Copy the records below exactly. Include all of them.
─── Excerpted records
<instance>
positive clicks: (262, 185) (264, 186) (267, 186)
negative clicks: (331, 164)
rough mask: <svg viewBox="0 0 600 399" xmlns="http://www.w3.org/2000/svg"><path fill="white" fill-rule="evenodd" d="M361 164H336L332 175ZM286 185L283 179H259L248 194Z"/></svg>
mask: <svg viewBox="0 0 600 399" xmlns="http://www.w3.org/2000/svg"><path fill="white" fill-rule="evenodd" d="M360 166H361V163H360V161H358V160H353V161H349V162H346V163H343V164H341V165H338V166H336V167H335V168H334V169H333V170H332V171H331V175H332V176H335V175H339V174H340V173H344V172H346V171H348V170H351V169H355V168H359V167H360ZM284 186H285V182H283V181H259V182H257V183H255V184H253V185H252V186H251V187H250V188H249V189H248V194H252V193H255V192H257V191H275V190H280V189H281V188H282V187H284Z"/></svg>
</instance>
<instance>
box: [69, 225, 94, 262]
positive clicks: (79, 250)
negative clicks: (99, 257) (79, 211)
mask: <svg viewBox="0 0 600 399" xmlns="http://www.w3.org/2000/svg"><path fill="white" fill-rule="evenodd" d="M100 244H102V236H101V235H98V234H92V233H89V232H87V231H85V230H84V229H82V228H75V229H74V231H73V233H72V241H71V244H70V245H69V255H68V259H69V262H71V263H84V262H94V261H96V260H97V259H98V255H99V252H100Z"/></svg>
──────
◆ Task response
<instance>
positive clicks: (262, 185) (264, 186) (267, 186)
negative clicks: (331, 164)
rough mask: <svg viewBox="0 0 600 399" xmlns="http://www.w3.org/2000/svg"><path fill="white" fill-rule="evenodd" d="M361 164H336L332 175ZM286 185L283 179H259L248 194Z"/></svg>
mask: <svg viewBox="0 0 600 399" xmlns="http://www.w3.org/2000/svg"><path fill="white" fill-rule="evenodd" d="M360 166H361V163H360V161H358V160H353V161H349V162H346V163H343V164H341V165H338V166H336V167H335V168H334V169H333V170H332V171H331V175H332V176H335V175H339V174H340V173H344V172H346V171H348V170H351V169H355V168H359V167H360ZM284 186H285V182H283V181H259V182H257V183H255V184H253V185H252V186H251V187H250V188H249V189H248V194H252V193H255V192H257V191H275V190H280V189H281V188H282V187H284Z"/></svg>
</instance>
<instance>
box: [69, 225, 94, 262]
positive clicks: (79, 250)
negative clicks: (99, 257) (79, 211)
mask: <svg viewBox="0 0 600 399" xmlns="http://www.w3.org/2000/svg"><path fill="white" fill-rule="evenodd" d="M100 244H102V236H101V235H98V234H92V233H89V232H87V231H85V230H84V229H82V228H75V229H74V231H73V233H72V241H71V244H70V245H69V255H68V259H69V262H71V263H84V262H94V261H96V260H97V259H98V255H99V252H100Z"/></svg>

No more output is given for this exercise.